Pointing dataset records
------------------------------------------------
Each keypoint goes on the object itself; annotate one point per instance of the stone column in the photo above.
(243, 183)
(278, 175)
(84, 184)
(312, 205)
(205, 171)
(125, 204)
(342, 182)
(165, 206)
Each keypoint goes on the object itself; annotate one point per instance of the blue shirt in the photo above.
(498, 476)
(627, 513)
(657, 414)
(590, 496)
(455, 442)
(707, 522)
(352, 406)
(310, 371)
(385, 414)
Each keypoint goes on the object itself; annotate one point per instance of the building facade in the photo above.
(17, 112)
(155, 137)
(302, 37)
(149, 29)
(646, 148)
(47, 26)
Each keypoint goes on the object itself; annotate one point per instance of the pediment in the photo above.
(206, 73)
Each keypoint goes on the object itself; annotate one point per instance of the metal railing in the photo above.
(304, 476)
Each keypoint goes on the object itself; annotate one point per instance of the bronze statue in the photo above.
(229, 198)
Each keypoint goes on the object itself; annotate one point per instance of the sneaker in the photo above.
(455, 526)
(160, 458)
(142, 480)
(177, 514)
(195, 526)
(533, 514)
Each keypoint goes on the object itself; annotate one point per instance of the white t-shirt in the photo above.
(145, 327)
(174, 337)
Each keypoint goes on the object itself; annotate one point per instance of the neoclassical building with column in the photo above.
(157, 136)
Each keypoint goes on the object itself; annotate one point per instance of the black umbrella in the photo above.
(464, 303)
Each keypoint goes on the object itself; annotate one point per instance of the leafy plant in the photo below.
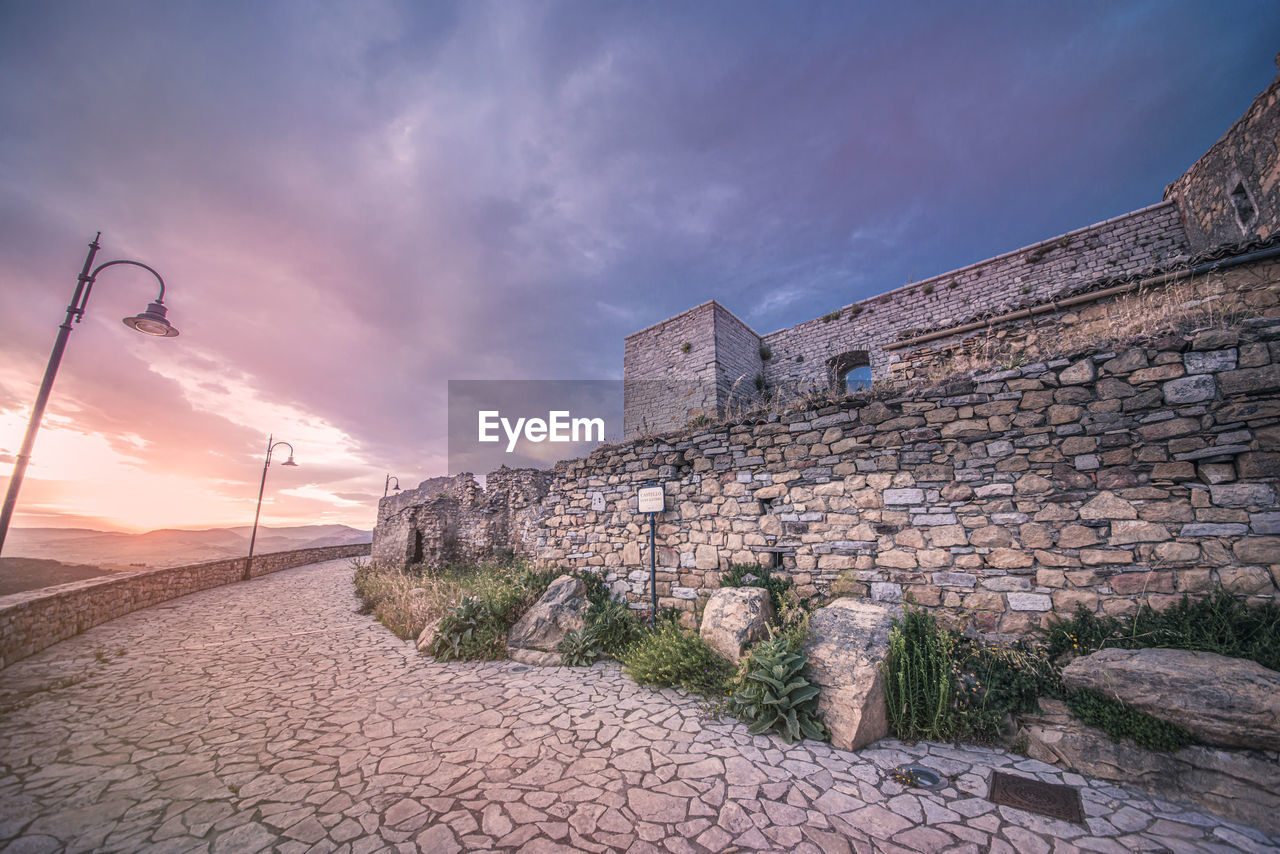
------------------------------------------------
What to do: Starting at the line that contains "umbrella in the photo above." and continuing through the end of the records, reproduce those lines, requests included, with 124 added to each coordinate in the answers. Omit the pictures.

Solution:
Each keypoint goes on the object itself; annotate one point per instance of the black umbrella in the photo above.
(588, 427)
Each keypoint goes on the object itself; annotate one point per instance of the leafy plant in the photo below.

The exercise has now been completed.